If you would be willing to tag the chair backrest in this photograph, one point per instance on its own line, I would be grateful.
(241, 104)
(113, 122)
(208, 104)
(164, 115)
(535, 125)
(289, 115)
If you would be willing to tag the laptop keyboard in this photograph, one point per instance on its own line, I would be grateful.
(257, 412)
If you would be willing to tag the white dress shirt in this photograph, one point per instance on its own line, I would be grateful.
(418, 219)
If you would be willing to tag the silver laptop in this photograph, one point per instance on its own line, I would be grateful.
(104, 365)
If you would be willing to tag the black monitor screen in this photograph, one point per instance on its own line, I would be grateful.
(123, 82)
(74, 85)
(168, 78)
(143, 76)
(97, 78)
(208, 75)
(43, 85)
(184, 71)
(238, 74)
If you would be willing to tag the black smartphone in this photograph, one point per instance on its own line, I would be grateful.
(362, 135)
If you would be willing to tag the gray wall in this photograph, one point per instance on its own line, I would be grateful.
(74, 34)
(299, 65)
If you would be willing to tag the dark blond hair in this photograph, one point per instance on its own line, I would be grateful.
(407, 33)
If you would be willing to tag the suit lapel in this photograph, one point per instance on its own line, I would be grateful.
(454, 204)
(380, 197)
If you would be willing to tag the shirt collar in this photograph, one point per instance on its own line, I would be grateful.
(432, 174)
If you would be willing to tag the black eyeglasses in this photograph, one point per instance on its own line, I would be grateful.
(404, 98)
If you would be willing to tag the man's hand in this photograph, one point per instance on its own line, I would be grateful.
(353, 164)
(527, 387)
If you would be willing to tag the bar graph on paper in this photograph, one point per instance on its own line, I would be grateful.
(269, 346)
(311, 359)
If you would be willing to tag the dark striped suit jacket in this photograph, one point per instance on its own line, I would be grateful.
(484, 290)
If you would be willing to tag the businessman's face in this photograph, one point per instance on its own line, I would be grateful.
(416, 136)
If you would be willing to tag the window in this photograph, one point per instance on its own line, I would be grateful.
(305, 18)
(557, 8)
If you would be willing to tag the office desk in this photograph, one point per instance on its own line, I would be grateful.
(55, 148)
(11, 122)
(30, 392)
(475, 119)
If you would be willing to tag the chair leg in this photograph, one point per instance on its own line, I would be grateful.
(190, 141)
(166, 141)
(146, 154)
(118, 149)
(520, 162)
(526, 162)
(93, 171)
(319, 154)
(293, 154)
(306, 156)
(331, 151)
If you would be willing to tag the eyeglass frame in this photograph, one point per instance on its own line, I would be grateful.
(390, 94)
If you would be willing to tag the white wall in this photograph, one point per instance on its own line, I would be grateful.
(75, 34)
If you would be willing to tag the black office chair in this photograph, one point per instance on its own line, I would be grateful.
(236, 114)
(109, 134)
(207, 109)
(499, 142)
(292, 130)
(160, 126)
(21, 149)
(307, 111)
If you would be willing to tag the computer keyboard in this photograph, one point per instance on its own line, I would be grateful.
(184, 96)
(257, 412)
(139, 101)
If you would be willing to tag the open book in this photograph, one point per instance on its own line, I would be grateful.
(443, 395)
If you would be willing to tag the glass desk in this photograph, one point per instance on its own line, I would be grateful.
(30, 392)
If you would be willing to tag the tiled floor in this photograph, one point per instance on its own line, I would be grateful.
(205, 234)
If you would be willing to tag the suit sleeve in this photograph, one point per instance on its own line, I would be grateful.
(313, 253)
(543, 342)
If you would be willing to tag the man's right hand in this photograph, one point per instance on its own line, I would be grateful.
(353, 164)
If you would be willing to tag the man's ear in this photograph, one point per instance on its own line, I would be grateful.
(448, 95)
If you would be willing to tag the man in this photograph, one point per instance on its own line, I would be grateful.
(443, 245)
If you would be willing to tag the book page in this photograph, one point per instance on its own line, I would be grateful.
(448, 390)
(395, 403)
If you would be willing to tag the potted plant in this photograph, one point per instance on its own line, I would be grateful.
****************************************
Your instructions
Return all of the data precisely as it appears.

Response
If you would be willing to tag the chair backrest in this photograph, one point per instance on its own line, I would be grateful.
(241, 104)
(113, 122)
(208, 104)
(164, 115)
(535, 125)
(289, 115)
If you would be willing to tag the laptop keyboard in this photograph, one point per instance on its own line, I would be grateful.
(257, 412)
If you would be willing to tag the white dress shirt in this photograph, one point per instance on its own line, I would be grateful.
(418, 219)
If you would be willing to tag the silver laptop in this photograph, one point per instance on its own line, I would be grateful.
(104, 365)
If you would be willing to tag the black monitor screen in this photograph, one point per instance on its own line, I would be grateful.
(123, 82)
(74, 85)
(168, 78)
(143, 76)
(97, 78)
(208, 75)
(43, 85)
(184, 71)
(238, 74)
If you would be willing to tag the black smartphone in this photograph, one point per instance on its own line, I would be grateful.
(362, 135)
If you would be willing to tag the gray wall in this photograph, one point per instance on its own line, I would be grateful.
(74, 34)
(299, 65)
If you would be willing to tag the dark blond hair in this photograph, one point per instance on its own line, I would be grateful.
(407, 33)
If you would be willing to tag the suit lapel in this photograph, one point per instance on its own line, I would be grateful.
(454, 204)
(380, 197)
If you would be willing to tag the shirt collar in this photograph, one point per instance on its own line, I would be grateful.
(432, 174)
If you would be willing to tag the black eyeglasses in this photograph, one point per instance on its own line, I would be grateful.
(404, 98)
If you would be willing to tag the man's hand in this photograph, one point per instance on its own line, I would be grateful.
(353, 164)
(527, 387)
If you would be willing to tag the bar graph on paper in this photograph, one point per instance on its own line, I would be grateful.
(269, 346)
(311, 359)
If you would be willing to tag the dark striped suit jacket in this photograph, one point per instance on its own line, I would be grateful.
(484, 290)
If you would be willing to tag the businessman's face in this photograph, one point per instance on its own line, I would be grateful.
(416, 136)
If you would be willing to tag the window in this photograph, one point per instance on its own line, I would be grateful.
(305, 18)
(557, 8)
If you would be willing to tag the office desk in this photograph, one point per instance on its own line, I would be grateful.
(55, 148)
(11, 122)
(30, 392)
(475, 119)
If you would be willing to tag the chair leg in this photograph, one point per instance on its own line, I would be grateful.
(190, 141)
(166, 141)
(146, 154)
(118, 149)
(520, 162)
(526, 162)
(93, 171)
(319, 154)
(293, 154)
(306, 156)
(331, 151)
If you would be willing to tag the eyeglass frame in this photograph, one point per instance on its own line, I would be grateful.
(390, 94)
If you would be willing to tag the white wall in this photograph, one point per instance on its own line, I would be grateful.
(75, 34)
If you would be willing to tag the black office chair in this photograph, one point per instance on its own line, I would be grateful.
(236, 114)
(109, 134)
(207, 109)
(499, 142)
(292, 130)
(160, 126)
(21, 149)
(307, 111)
If you would be willing to tag the computer keyboard in this photograph, one point per instance on its own line, I would be grateful.
(184, 96)
(257, 412)
(139, 101)
If you would be willing to tag the open book in this photograph, one point per instance on its own line, I would be grateful.
(443, 395)
If you would be willing to tag the glass desk in this photograph, one point per instance on its own line, I would be grateful.
(30, 392)
If you would be willing to tag the tiled floor in this photograph, one point per instance on its own line, I would be grateful.
(205, 234)
If you would be willing to tag the suit sleeve in this photograph, one point per instance on its own line, I would be grateful.
(313, 253)
(543, 342)
If you would be willing to tag the man's right hand in this photograph, one point per instance on its own line, I would be grateful.
(353, 164)
If you would be willing to tag the man's ear in this photograph, one point per instance on its own line, I would be grateful.
(448, 95)
If you would be willing to tag the man in this photograph, one point per instance on its own line, I would be grateful.
(443, 245)
If you would be willing to tag the book page in this photograph, one point per instance on its own line, I would be grateful.
(448, 390)
(395, 403)
If you would be willing to tag the potted plant in this photograph, one point per instance on its own line, I would be grateful.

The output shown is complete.